- [Consignes]:
#1 Selon l'article, qui a traduit l'anthologie Sacrée Bunche, et avec quelle aide ?
#2 Énumérez toutes les personnes citées dans l'article juste avant les mots « elle a des baffes à distribuer ».

- [Article]:
****

Une vie dans les marges. Les œuvres d'Aline Kominsky-Crumb, décédée en 2022, n'avaient jamais été éditées en France, à l'exception de l'album Parlez-moi d'amour réalisé avec son mari Robert Crumb (Denoël, 2011). Le tort est enfin réparé avec l'anthologie Sacrée Bunche qui paraît à L'Association. Remarquablement traduite par Sophie Crumb (fille du couple) avec l'aide de Jean-Pierre Mercier, elle comporte des histoires autobiographiques datant de 1975 à 2014. Quelle vie, et quelle verve pour la raconter ! Outrance et autodépréciation sont les moteurs de la narration d'Aline Kominsky-Crumb. Sans fard, avec beaucoup d'humour, la parole très crue, elle règle ses comptes à travers son alter ego, la Bunche. Père raciste, violent, limite incestueux, arnaqueur, qui la rabaisse constamment ; mère dénuée de tendresse, qui, à 11 ans, l'expédie pour ses vacances en cure d'amaigrissement ; profs de fac libidineux ; premier amour qui la force ; premier mari insipide... elle a des baffes à distribuer. Mais c'est elle, avant tout, dont elle se moque et qu'elle tabasse. Elle ne cache rien de sa vie folle et libérée, de ses rêves érotiques, de ses fantasmes, de ses amants, de ses années de « hippie défoncée ». Jamais politiquement correcte, elle parle crûment de drogue (elle en expérimente plein) et de cul (elle aime beaucoup ça). Rarement en paix avec elle-même, Aline Kominsky-Crumb exprime aussi ses doutes, son insécurité, ses complexes sur son physique comme sur son talent : « Ma personnalité est comme du vomi », « La Bunche ne sait pas dessiner »... Sa parole se fait néanmoins toujours tendre quand elle parle de Robert Crumb, « Bob », même si leur mariage fut des plus libre.

****

- [Étiquettes de points des objets]:

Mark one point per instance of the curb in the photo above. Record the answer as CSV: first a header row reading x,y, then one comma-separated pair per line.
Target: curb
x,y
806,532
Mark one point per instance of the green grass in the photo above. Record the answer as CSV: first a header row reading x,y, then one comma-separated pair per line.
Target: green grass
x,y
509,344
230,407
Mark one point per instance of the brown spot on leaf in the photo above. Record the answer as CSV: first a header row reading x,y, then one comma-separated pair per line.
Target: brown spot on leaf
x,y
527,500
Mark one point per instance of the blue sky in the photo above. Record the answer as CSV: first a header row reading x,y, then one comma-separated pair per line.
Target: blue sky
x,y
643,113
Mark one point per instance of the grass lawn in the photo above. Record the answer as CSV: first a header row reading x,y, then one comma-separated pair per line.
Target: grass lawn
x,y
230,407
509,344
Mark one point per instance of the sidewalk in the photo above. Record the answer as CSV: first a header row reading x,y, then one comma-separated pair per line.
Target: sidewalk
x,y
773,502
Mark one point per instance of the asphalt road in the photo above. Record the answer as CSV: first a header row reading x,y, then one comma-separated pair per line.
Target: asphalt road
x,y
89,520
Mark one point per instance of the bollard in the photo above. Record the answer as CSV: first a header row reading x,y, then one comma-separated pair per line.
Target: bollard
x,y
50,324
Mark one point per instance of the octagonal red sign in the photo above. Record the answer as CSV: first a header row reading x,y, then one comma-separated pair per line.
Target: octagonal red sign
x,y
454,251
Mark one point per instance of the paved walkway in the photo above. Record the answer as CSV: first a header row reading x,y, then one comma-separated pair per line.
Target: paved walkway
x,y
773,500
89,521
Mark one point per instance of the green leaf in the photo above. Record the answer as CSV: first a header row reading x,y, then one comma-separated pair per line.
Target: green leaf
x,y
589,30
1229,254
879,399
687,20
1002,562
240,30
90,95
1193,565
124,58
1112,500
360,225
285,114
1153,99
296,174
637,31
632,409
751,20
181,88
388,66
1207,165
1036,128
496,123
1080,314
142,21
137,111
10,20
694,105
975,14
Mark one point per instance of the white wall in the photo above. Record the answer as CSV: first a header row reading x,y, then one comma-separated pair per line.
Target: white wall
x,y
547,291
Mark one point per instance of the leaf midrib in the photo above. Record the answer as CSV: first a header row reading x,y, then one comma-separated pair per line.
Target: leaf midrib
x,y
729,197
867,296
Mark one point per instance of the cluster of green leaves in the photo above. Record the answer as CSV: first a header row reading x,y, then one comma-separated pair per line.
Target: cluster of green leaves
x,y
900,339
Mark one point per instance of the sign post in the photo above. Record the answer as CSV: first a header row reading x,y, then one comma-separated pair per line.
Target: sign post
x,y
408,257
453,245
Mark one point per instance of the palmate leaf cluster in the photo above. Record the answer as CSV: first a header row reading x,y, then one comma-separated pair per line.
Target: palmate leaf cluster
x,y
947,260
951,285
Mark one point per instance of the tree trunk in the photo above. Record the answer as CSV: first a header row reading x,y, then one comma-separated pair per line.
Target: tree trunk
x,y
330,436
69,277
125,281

****

- [Réponses]:
#1 Sophie Crumb, la fille du couple, l'a traduite avec l'aide de Jean-Pierre Mercier.

#2
- Le père (raciste, violent, limite incestueux, arnaqueur)
- La mère (dénuée de tendresse)
- Les profs de fac (libidineux)
- Le premier amour (qui la force)
- Le premier mari (insipide)